Study text ▸

*** Begin section ***

Headlines herald a regional boom, but how can you effectively recruit for out-of-town restaurants? By Meg Crawford
Attracting and retaining staff in regional Australia has always been tricky, and in a post-pandemic world the strain is even greater. In particular, labour plans that have traditionally relied on an extensive international workforce are all but redundant. With these challenges in mind, industry experts share their tips for attracting staff to restaurants beyond the metro-region ring.
Keep an open mind
With a dwindling pool of experienced candidates, the first issue is sourcing staff. “My biggest ‘do’ in this regard is to consider everybody,” says Felicity Muller, general manager of the Portsea Hotel on Victoria’s Mornington Peninsula.
“We’ve found that some of our most successful people have joined us as fairly green, unskilled waitstaff who couldn’t carry three plates, but they’ve gone on to develop into fantastic supervisors. Also, a lot of people on the Mornington Peninsula right now have decided to give something else a go, basically through necessity.
“So, we’re exploring everybody. We focus more on willingness and attitude towards work, rather than a specific hospitality skill set. A skill set is quite easily taught in hospitality, whereas attitude and willingness are the things we covet in staff.”
The accommodation question
Regional relocation never looked so attractive as when lockdown was in full swing in Melbourne and looming elsewhere. Of course, the influx of new residents meant that rental prices skyrocketed, with a negative knock-on effect.

*** End section ***

Recorded information ▸
*** Begin section ***

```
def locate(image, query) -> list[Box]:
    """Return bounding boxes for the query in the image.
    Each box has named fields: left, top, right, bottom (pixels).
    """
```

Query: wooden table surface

*** End section ***
*** Begin section ***

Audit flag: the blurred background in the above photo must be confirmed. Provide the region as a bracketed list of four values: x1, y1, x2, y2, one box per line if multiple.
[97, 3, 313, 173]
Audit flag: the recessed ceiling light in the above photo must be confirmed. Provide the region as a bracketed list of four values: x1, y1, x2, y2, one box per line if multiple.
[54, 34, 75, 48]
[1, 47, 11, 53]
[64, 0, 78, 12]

*** End section ***
*** Begin section ***

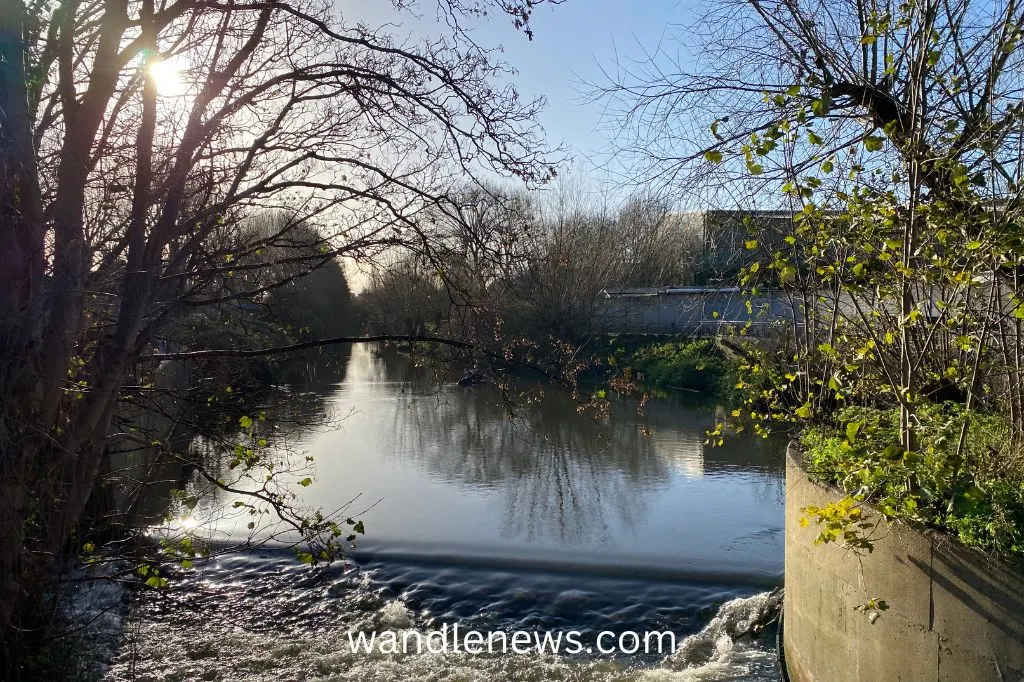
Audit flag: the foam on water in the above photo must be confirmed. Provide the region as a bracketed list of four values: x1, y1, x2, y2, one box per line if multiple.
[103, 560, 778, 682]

*** End section ***

Required tasks ▸
a - In the article on recruiting staff for regional restaurants, what position does Felicity Muller hold?
b - Rewrite everything from "Keep an open" down to "basically through necessity." in the article on regional restaurant recruitment, putting "Bellarine Peninsula" wherever "Mornington Peninsula" appears.
c - Extend the article on recruiting staff for regional restaurants from the point where it stops.

Task responses ▸
a - She is general manager of the Portsea Hotel on Victoria’s Mornington Peninsula.

b -
Keep an open mind
With a dwindling pool of experienced candidates, the first issue is sourcing staff. “My biggest ‘do’ in this regard is to consider everybody,” says Felicity Muller, general manager of the Portsea Hotel on Victoria’s Bellarine Peninsula.
“We’ve found that some of our most successful people have joined us as fairly green, unskilled waitstaff who couldn’t carry three plates, but they’ve gone on to develop into fantastic supervisors. Also, a lot of people on the Bellarine Peninsula right now have decided to give something else a go, basically through necessity.

c -
“Recently, we were working on three roles in the Hunter Valley—we placed one candidate, but he was unable to secure permanent accommodation for the first three months,” says Nick Miney, Hospoworld’s team leader – Victoria & NSW. “As for the other roles, those candidates were unable to get any type of accommodation, through no fault of their own. That’s how tight it is at the moment.”
Of course, if a venue can offer accommodation, it’s an immediate drawcard. “One of the added benefits for us is that we’re able to offer staff accommodation,” says Muller. “We do have that space here at the hotel and it’s been part of our labor-planning model and preparation for peak periods over time, so that has given us a small advantage in regard to recruitment.”
However, it’s not always going to be possible for an employer to arrange accommodation, which is where other incentives might assist. “There’s an Australian venue company tackling the issue by offering sign-on bonuses of up to $1000 to attract skilled and non-experienced people to join the industry,” says Francis Loughran, Future Food’s managing director. “Obviously, staff need to stay for a period of time, but that might be enough to assist someone with a rental deposit or help them with their accommodation, at least for starters.”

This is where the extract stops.